### TEXTE SOURCE
########################################

La 10e édition du Festival des cinémas d’Afrique du pays d’Apt s’est déroulée du 8 au 14 novembre 2012, confirmant la qualité et la force d’attraction d’un festival qui se veut occasion à la fois de rencontres et de découvertes en mobilisant d’une part une sélection soignée et de nombreux professionnels et d’autre part un public fidèle et une grande panoplie de séances scolaires.

########################################

### DONNÉES EXTRAITES
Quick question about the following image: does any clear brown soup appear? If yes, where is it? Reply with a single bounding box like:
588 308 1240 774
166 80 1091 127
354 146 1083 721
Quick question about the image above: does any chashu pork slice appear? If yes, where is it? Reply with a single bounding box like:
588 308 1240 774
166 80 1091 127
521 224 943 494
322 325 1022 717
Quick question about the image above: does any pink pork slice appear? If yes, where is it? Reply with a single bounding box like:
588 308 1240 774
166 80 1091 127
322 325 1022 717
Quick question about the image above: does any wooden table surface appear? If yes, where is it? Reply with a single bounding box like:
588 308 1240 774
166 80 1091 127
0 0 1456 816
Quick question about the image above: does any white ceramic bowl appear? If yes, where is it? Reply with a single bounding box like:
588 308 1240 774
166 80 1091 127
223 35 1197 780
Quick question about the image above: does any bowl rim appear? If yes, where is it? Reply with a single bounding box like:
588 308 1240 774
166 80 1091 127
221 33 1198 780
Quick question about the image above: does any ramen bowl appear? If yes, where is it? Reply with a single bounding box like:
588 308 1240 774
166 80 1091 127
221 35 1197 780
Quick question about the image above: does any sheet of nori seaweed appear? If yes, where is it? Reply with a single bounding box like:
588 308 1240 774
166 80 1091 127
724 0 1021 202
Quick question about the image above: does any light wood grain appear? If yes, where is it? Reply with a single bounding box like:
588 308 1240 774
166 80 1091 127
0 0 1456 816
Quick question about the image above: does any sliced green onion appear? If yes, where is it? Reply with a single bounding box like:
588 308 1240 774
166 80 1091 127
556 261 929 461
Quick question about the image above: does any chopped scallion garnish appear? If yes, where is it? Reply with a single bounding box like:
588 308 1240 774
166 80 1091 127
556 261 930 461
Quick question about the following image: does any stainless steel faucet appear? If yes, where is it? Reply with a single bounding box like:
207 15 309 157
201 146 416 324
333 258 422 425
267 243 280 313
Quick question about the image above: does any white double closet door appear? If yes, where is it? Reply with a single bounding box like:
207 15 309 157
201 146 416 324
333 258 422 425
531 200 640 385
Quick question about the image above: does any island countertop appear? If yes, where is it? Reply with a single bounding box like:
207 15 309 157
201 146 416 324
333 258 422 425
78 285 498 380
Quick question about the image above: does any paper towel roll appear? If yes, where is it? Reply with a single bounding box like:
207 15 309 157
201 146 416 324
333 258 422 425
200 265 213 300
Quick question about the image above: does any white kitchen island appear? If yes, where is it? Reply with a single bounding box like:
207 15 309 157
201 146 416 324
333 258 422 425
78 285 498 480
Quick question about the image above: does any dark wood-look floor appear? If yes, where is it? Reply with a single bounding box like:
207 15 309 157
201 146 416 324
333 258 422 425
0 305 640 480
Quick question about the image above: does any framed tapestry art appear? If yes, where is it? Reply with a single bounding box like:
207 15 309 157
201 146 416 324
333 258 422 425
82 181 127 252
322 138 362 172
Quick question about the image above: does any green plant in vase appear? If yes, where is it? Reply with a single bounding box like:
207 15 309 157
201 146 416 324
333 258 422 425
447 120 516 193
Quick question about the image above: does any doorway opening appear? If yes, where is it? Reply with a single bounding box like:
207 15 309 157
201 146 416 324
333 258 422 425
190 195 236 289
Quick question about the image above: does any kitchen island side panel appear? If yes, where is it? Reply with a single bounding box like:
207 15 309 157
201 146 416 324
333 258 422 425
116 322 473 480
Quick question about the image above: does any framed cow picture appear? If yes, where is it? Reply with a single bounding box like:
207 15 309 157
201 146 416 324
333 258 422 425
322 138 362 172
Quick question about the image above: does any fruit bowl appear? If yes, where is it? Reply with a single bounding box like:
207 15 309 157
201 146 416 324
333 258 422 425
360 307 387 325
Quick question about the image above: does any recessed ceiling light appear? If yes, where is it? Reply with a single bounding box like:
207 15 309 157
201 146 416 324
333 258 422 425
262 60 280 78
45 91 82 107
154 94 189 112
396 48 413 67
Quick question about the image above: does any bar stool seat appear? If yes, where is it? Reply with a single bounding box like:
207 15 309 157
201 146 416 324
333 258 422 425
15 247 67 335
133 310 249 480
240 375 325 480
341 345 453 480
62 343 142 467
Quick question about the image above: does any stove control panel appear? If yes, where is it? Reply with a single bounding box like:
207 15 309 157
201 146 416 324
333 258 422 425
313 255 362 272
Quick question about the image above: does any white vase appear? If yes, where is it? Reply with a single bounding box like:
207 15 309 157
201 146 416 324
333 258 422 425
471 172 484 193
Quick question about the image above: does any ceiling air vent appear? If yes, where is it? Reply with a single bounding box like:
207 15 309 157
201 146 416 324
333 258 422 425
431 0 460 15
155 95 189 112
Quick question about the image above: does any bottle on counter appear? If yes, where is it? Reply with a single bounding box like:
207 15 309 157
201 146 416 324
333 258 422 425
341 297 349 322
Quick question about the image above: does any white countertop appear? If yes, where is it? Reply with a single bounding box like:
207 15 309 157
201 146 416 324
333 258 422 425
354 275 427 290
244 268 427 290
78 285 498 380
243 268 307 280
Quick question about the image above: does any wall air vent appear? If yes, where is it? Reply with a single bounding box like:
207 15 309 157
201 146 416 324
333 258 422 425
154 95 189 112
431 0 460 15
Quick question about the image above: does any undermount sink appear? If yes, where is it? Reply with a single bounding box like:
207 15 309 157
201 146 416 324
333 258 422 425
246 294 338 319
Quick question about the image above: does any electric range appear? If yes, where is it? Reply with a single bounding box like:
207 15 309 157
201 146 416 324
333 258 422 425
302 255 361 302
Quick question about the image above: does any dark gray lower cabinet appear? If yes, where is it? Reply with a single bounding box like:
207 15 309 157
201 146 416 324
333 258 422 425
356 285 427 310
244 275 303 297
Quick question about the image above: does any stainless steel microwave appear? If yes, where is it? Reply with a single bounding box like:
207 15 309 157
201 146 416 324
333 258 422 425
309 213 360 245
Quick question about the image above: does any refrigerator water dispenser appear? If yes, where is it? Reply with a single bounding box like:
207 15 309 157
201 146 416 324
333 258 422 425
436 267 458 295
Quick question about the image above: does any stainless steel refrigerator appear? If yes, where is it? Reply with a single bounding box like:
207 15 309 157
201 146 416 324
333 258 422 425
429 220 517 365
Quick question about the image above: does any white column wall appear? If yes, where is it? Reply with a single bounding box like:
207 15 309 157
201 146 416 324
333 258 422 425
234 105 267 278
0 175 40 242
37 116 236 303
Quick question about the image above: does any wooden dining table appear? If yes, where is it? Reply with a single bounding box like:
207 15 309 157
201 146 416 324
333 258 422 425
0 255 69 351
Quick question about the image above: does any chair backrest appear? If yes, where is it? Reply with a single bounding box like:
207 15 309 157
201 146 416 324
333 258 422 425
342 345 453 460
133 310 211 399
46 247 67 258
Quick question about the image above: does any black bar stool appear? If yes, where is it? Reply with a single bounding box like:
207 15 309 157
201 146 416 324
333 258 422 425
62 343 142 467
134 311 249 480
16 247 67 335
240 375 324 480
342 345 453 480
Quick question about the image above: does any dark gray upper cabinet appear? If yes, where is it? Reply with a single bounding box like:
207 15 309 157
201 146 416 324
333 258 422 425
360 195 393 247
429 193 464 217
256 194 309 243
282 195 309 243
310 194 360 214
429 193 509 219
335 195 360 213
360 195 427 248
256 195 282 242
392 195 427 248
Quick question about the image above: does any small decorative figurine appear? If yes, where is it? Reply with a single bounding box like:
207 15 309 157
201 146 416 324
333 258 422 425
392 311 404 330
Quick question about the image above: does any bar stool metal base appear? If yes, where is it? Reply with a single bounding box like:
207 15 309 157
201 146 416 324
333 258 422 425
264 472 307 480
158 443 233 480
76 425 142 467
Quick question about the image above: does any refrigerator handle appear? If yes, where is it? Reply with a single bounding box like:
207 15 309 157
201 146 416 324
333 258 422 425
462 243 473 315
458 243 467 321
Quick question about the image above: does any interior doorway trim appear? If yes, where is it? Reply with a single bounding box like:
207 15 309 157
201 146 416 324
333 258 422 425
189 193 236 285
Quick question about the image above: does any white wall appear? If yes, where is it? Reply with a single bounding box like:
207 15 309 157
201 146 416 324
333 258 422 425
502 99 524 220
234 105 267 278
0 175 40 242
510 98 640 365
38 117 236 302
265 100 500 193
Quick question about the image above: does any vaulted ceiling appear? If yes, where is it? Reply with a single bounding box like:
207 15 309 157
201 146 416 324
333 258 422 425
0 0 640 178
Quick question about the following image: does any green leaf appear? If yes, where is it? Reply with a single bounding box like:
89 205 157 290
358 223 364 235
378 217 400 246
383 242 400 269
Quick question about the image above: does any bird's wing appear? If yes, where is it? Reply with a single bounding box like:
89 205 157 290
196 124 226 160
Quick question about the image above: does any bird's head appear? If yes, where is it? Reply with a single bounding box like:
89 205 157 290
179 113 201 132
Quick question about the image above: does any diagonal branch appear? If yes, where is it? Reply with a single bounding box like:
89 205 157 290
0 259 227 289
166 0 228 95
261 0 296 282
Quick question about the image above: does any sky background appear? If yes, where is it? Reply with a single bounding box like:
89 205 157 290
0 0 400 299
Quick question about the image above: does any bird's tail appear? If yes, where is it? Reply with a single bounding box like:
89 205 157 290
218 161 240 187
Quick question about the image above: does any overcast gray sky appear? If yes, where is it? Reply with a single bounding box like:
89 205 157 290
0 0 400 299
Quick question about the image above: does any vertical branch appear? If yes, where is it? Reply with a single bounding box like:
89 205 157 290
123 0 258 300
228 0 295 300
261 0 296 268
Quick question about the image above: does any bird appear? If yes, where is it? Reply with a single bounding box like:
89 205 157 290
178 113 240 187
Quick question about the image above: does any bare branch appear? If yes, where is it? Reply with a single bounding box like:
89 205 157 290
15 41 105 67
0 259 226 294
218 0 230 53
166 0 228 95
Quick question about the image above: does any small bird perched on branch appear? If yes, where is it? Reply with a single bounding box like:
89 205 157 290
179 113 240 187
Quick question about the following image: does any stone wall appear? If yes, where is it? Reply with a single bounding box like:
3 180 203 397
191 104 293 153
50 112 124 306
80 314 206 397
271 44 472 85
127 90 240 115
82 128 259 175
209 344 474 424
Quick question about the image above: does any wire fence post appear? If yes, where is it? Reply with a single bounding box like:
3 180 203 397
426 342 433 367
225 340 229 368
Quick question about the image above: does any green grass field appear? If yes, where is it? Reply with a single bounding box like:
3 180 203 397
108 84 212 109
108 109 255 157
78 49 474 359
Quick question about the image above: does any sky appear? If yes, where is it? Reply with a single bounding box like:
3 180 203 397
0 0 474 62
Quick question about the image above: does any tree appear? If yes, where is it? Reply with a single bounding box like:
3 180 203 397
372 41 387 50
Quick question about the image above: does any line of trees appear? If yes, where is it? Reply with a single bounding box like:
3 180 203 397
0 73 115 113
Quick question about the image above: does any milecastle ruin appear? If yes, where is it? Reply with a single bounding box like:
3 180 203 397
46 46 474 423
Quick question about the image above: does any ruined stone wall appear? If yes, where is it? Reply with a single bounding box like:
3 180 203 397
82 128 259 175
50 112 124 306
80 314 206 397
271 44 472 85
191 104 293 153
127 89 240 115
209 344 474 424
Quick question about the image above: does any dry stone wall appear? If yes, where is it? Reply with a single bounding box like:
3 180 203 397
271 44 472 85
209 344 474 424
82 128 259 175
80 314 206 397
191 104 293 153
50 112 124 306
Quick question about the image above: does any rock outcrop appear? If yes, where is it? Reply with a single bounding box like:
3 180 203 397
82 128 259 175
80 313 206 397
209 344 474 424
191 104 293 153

########################################

### CONSIGNE
Réécrivez le passage du texte sur le festival d’Apt qui commence aux mots « La 10e édition » et s’arrête après « de séances scolaires. », en y remplaçant « sélection » par « programmation ». Les entrées proviennent d’une autre source que le texte.

### VOTRE RÉPONSE
La 10e édition du Festival des cinémas d’Afrique du pays d’Apt s’est déroulée du 8 au 14 novembre 2012, confirmant la qualité et la force d’attraction d’un festival qui se veut occasion à la fois de rencontres et de découvertes en mobilisant d’une part une programmation soignée et de nombreux professionnels et d’autre part un public fidèle et une grande panoplie de séances scolaires.